BRIEF: Restate all the material verbatim, except for the pictures.

** begin DATASET **

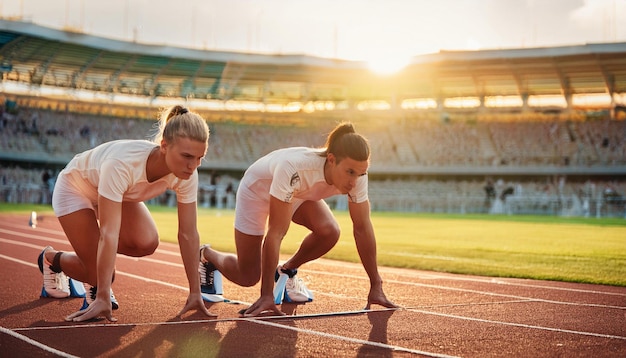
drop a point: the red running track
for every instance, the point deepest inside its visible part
(443, 315)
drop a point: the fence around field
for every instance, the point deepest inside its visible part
(568, 205)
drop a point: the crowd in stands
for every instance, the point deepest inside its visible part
(397, 142)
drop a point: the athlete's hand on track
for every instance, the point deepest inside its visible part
(96, 309)
(195, 302)
(264, 303)
(377, 296)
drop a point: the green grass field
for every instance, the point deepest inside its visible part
(539, 247)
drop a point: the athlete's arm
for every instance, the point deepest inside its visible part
(366, 246)
(278, 224)
(189, 243)
(110, 215)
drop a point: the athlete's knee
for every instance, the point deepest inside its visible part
(249, 278)
(139, 248)
(330, 231)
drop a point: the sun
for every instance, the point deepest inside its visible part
(387, 64)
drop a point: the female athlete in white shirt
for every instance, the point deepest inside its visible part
(290, 185)
(98, 199)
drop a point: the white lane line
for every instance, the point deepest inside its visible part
(33, 342)
(559, 330)
(493, 280)
(400, 282)
(344, 264)
(356, 277)
(348, 339)
(332, 314)
(485, 293)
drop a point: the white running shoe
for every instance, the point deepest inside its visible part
(55, 285)
(90, 296)
(210, 279)
(295, 288)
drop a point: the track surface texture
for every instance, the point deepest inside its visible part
(442, 315)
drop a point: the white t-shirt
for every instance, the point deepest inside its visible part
(117, 171)
(296, 172)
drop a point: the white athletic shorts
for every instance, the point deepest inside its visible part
(70, 196)
(251, 212)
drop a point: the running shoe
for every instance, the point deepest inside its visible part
(90, 296)
(55, 284)
(295, 288)
(210, 278)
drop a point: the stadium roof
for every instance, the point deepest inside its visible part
(36, 55)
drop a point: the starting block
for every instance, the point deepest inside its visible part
(280, 292)
(214, 291)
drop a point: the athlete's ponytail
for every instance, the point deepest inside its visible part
(344, 142)
(177, 122)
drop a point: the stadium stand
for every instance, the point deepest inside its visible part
(63, 93)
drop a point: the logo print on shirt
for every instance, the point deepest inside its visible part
(295, 178)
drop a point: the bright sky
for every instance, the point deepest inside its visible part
(369, 30)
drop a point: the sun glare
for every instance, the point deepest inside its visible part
(387, 65)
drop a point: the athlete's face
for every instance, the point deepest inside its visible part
(184, 156)
(343, 174)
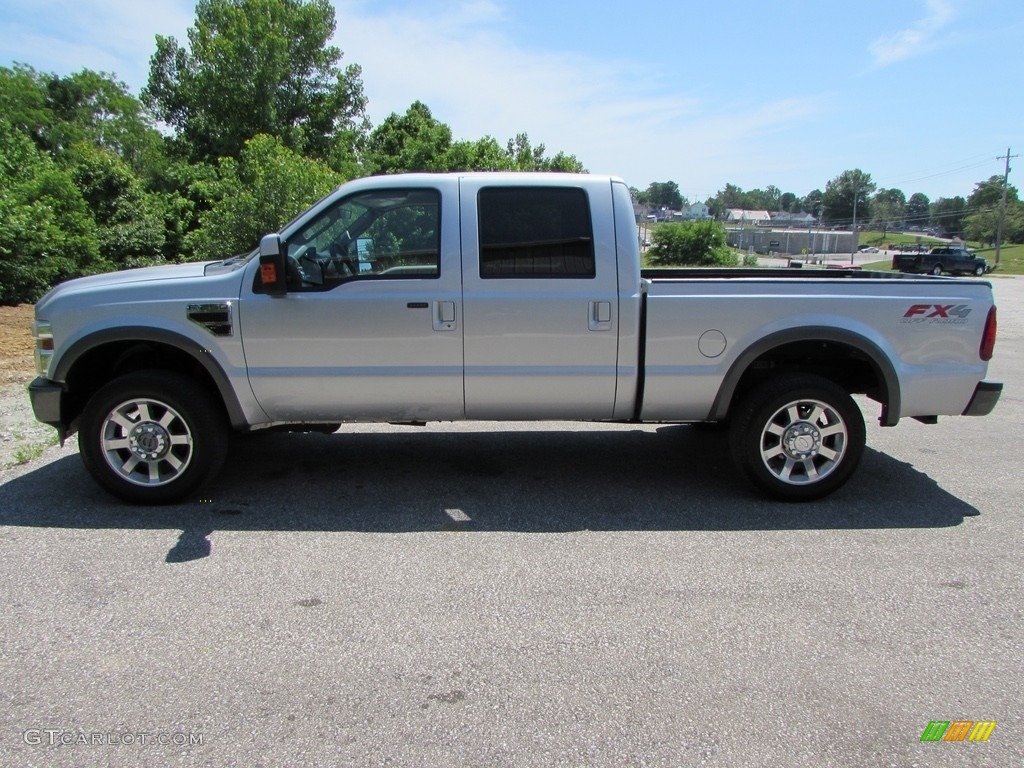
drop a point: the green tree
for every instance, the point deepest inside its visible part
(918, 210)
(813, 203)
(841, 194)
(95, 108)
(984, 207)
(130, 221)
(665, 195)
(255, 195)
(887, 209)
(46, 232)
(256, 67)
(691, 243)
(522, 156)
(947, 214)
(414, 141)
(23, 103)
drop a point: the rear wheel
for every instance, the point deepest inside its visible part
(153, 437)
(798, 437)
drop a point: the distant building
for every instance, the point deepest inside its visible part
(741, 216)
(697, 211)
(783, 218)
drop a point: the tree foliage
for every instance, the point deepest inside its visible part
(918, 209)
(46, 232)
(843, 190)
(948, 213)
(691, 243)
(255, 195)
(256, 67)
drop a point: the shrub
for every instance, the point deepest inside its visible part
(691, 244)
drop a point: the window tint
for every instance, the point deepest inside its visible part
(374, 235)
(536, 232)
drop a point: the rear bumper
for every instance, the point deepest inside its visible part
(986, 394)
(45, 397)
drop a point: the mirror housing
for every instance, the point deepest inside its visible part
(272, 265)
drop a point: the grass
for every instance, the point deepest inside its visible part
(25, 454)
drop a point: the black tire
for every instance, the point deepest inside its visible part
(797, 437)
(153, 436)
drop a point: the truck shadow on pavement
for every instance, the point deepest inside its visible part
(669, 478)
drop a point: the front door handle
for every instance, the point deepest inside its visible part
(600, 315)
(444, 317)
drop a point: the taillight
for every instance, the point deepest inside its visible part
(988, 338)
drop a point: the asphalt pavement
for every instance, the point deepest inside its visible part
(523, 595)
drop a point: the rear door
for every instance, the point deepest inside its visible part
(540, 297)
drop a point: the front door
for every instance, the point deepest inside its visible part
(371, 326)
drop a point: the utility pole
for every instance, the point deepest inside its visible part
(1003, 207)
(853, 243)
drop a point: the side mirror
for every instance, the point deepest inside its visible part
(272, 267)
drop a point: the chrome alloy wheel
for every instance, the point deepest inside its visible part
(146, 441)
(804, 441)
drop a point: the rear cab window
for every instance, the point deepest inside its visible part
(536, 232)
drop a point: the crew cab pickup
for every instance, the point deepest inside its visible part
(495, 297)
(941, 259)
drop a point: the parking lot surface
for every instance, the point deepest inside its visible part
(524, 595)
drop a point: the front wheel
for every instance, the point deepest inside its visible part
(798, 437)
(153, 437)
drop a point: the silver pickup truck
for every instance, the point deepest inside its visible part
(495, 297)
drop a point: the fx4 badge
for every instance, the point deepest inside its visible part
(954, 314)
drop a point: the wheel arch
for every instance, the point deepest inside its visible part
(97, 358)
(850, 359)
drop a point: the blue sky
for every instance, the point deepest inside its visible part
(923, 94)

** end DATASET **

OUTPUT BELOW:
drop a point: the red running track
for every instance, the point deepest inside its visible part
(443, 315)
drop a point: the fence around field
for every instance, the point deepest inside its visible part
(568, 205)
drop a point: the crowd in stands
for every instance, the point deepest inside its visible part
(397, 142)
drop a point: the athlete's hand on track
for every instance, the point deepest inside its visible part
(96, 309)
(195, 302)
(264, 303)
(377, 296)
drop a point: the green grass field
for every instance, the point deepest inside its visible part
(539, 247)
drop a point: the athlete's arm
for every instance, the point deepest inside its visible part
(366, 246)
(278, 224)
(189, 243)
(110, 215)
drop a point: the athlete's knee
for every instance, the point deepest inside its visible part
(249, 278)
(139, 248)
(330, 231)
drop a point: the sun
for every instance, the point deepest inside its visible part
(387, 64)
drop a point: the female athlete in white shirt
for every instance, the point deepest inside its visible part
(290, 185)
(98, 199)
drop a point: the white lane line
for every instance, the point deepest inside its visible part
(33, 342)
(559, 330)
(493, 280)
(400, 282)
(344, 264)
(356, 277)
(348, 339)
(332, 314)
(485, 293)
drop a point: the white running shoe
for every instance, the point deepest inside its visible part
(55, 285)
(90, 296)
(210, 279)
(295, 288)
drop a point: the track surface texture
for every instance, the point deepest inside its visible part
(442, 315)
drop a point: the white t-shirt
for every instance, the point deepest inside its visible part
(117, 171)
(296, 172)
drop a point: the white athletic shorts
for every instance, the point deepest inside its visible part
(70, 196)
(251, 212)
drop a point: the running shoe
for every instance, the point deepest inside its visible part
(90, 296)
(55, 284)
(295, 288)
(210, 278)
drop a point: the stadium roof
for every instance, the point deepest inside its visible part
(36, 55)
drop a point: the starting block
for every instance, the point deepest inside its visible part
(280, 292)
(214, 291)
drop a point: the athlete's ponytail
for every instance, the point deepest inside its visible part
(344, 142)
(177, 122)
drop a point: the stadium stand
for every instance, the point deepest inside its visible part
(63, 93)
drop a point: the logo print on shirt
for every instance, the point deepest inside its visible part
(295, 178)
drop a point: the bright sky
for every instance, the point deepest inside its visible part
(369, 30)
drop a point: the sun glare
for every instance, the point deepest inside its visible part
(387, 65)
drop a point: the athlete's face
for every instance, the point deepest inside its visible part
(184, 156)
(343, 174)
drop a point: the green tree
for every instance, the point deepest inside its visible part
(918, 210)
(813, 203)
(841, 194)
(95, 108)
(984, 207)
(130, 221)
(665, 195)
(255, 195)
(887, 209)
(46, 232)
(256, 67)
(691, 243)
(522, 156)
(947, 214)
(414, 141)
(23, 103)
drop a point: the rear wheel
for every instance, the point deepest inside its visible part
(153, 437)
(798, 437)
drop a point: the distant building
for every instance, the point deepest inside its visible part
(741, 216)
(697, 211)
(783, 218)
drop a point: the tree foliage
for every instance, the point deepest inside its visible part
(918, 209)
(46, 232)
(843, 190)
(948, 213)
(691, 243)
(255, 195)
(256, 67)
drop a point: the shrub
for every instance, the point deepest inside its visible part
(691, 244)
drop a point: the window tint
for every instance, the point deepest inside its visible part
(374, 235)
(536, 232)
drop a point: the rear bumper
for every instance, the point deepest inside its visible part
(986, 394)
(45, 397)
drop a point: the mirror housing
for every instance, the point deepest inside its visible part
(272, 265)
drop a point: the grass
for every instance, the point deepest inside its visible part
(25, 454)
drop a point: the black tire
for every instance, the point deepest inside its visible part
(797, 437)
(153, 436)
drop a point: the truck shadow on pavement
for every instance, the point deepest inside its visible part
(669, 478)
drop a point: the front door handle
for every instance, the point deepest inside its visible part
(600, 315)
(444, 317)
drop a point: the taillight
for every instance, the point deepest inside its visible part
(988, 338)
drop a point: the asphalt pavement
for every instance, the point deepest inside its visible part
(523, 595)
drop a point: the rear door
for every instance, the point deepest inside its visible part
(540, 297)
drop a point: the front door
for every instance, the point deepest inside its visible part
(371, 326)
drop a point: the utility pole
for every instance, the point deepest inside its visible part
(1003, 207)
(853, 243)
drop a point: the side mirror
for every instance, the point deepest inside its visible part
(272, 267)
drop a point: the chrome alloy wheel
for every instance, the point deepest inside its visible part
(146, 441)
(804, 441)
drop a point: the rear cab window
for every instance, the point deepest inside its visible part
(536, 232)
drop a point: the crew cab pickup
for every instance, the point deepest inside its visible part
(495, 297)
(941, 259)
drop a point: the parking lot surface
for every instance, the point deepest inside its visible part
(524, 595)
drop a point: the front wheel
for every instance, the point deepest inside its visible part
(798, 437)
(153, 437)
drop a point: the silver pickup truck
for every instance, the point deepest inside its visible part
(495, 297)
drop a point: the fx4 badge
for every instance, the point deepest inside its visible part
(954, 314)
drop a point: the wheel arch
for every instance, the point deepest inside its visible part
(97, 358)
(850, 359)
drop a point: the blue sky
for every instance, the point deepest inside its visible part
(923, 94)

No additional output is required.